Task directions | Copy every record below exactly as it stands.

Records from a collection:
════

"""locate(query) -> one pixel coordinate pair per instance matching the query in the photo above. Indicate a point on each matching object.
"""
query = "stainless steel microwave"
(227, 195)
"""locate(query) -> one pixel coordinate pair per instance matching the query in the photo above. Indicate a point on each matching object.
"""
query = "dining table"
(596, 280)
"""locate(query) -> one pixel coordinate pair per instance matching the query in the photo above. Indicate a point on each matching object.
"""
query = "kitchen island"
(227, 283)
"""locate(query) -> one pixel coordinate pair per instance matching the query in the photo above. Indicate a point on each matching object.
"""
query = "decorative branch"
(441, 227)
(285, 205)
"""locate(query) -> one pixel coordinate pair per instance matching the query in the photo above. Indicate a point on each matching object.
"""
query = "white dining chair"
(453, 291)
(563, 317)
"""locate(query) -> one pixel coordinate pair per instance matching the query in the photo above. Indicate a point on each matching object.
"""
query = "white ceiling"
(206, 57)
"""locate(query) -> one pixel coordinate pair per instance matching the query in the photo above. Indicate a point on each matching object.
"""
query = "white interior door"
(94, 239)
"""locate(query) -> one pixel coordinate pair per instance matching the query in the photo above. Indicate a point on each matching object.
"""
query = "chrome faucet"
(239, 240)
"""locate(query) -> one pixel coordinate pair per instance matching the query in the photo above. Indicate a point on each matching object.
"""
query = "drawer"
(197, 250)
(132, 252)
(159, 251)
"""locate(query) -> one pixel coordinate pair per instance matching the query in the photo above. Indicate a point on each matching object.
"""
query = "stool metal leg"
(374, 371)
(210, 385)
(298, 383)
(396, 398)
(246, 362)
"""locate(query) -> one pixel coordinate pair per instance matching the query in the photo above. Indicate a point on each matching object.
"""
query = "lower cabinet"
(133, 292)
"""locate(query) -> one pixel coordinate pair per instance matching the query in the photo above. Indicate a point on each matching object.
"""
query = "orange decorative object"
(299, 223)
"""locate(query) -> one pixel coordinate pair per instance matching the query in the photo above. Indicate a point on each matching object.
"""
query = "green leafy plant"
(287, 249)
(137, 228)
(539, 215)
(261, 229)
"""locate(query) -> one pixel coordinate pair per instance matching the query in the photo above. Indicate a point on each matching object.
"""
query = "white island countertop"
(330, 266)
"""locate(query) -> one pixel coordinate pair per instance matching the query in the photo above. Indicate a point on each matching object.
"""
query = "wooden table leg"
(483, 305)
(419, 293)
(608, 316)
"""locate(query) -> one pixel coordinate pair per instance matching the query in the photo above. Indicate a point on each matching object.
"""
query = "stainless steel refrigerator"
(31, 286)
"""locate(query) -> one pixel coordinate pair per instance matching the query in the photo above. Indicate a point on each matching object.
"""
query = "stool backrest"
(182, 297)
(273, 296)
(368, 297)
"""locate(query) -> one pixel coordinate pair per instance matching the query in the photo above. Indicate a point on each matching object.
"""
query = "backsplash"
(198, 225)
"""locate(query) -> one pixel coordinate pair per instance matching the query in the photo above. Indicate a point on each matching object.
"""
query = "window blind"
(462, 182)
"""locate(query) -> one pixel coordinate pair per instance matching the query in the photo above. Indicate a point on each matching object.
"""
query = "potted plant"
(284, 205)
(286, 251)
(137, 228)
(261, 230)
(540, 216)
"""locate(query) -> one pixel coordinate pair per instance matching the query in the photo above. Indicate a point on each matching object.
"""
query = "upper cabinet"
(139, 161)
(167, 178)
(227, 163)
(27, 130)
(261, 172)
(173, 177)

════

Exercise output |
"""locate(query) -> one pixel coordinate pair per instance matching the query in the photo above. Indicate a point on each matching object.
"""
query = "stainless steel microwave"
(227, 195)
"""locate(query) -> one pixel coordinate pair per instance matching the query in the photo above. Indicate a point on each matching object.
"""
query = "dining table"
(596, 280)
"""locate(query) -> one pixel coordinate pair per instance matching the query in the photo above. Indicate a point on each matching object.
"""
query = "kitchen island"
(227, 283)
"""locate(query) -> one pixel coordinate pair per instance matching the query in the photo above. Indicate a point on each matching object.
"""
query = "decorative branch"
(441, 227)
(285, 205)
"""locate(query) -> one pixel coordinate pair per instance matching the query in the photo above. Indicate a point on each matching object.
"""
query = "white dining chair"
(453, 291)
(563, 317)
"""locate(query) -> one pixel coordinate pair per instance matching the query in the photo above. Indicate a point on each matching object.
"""
query = "white ceiling"
(206, 57)
"""locate(query) -> one pixel coordinate pair per instance matching the query in the photo above. Indicate a point on each matching object.
"""
query = "white interior door"
(94, 239)
"""locate(query) -> one pixel coordinate pair per instance matching the query in the photo above. Indicate a point on each matching object.
"""
query = "chrome faucet"
(239, 240)
"""locate(query) -> one pixel coordinate pair per instance matching the query in the photo above. Indicate a point on each matching object.
"""
query = "drawer"
(197, 250)
(132, 252)
(159, 251)
"""locate(query) -> one pixel coordinate pair per instance matching the query in the photo above. Indicate a point on each matching object.
"""
query = "stool metal leg"
(374, 371)
(210, 385)
(298, 383)
(396, 398)
(246, 362)
"""locate(query) -> one pixel coordinate pair per instance matching the query in the photo above. Indicate a point on each matching object.
"""
query = "lower cabinet"
(133, 292)
"""locate(query) -> one pixel coordinate pair per instance matching the query in the photo above. Indicate a point on each matching object.
"""
query = "orange decorative object"
(299, 223)
"""locate(query) -> one pixel coordinate pair per instance matching the query in the photo above. Indicate a point on each matching object.
"""
query = "green leafy plant"
(287, 249)
(137, 228)
(539, 215)
(261, 229)
"""locate(query) -> one pixel coordinate pair per instance matching the query in the photo above. Indicate a point on each matching object.
"""
query = "white island countertop"
(330, 266)
"""locate(query) -> one pixel coordinate pair per instance matching the query in the photo above. Indicate a point on each matching object.
"""
query = "wooden table leg"
(483, 305)
(419, 293)
(608, 316)
"""locate(query) -> one pixel coordinate pair per instance matching the query in the photo above. Indicate a point on each matching object.
"""
query = "stainless steel refrigerator"
(31, 286)
"""locate(query) -> one pixel coordinate pair per instance matching the query in the photo above. Indicate a point on each matching object.
"""
query = "stool backrest"
(182, 297)
(273, 296)
(368, 297)
"""locate(query) -> one pixel coordinate pair per instance matching the query in the photo above. Indicate a point on each matching object.
"""
query = "backsplash"
(198, 225)
"""locate(query) -> one pixel coordinate pair per instance matching the query in the photo above. Indicate a point on each matching object.
"""
query = "window blind"
(462, 182)
"""locate(query) -> one pixel coordinate pair per instance matching the query in the photo above. Indicate a point on each matching object.
"""
query = "potted plant"
(284, 205)
(286, 251)
(137, 228)
(261, 230)
(540, 216)
"""locate(query) -> one pixel coordinate pair per instance matching the query in the photo above. Indicate a point on each matching object.
"""
query = "upper cabinet"
(139, 161)
(167, 178)
(227, 163)
(27, 130)
(261, 172)
(173, 177)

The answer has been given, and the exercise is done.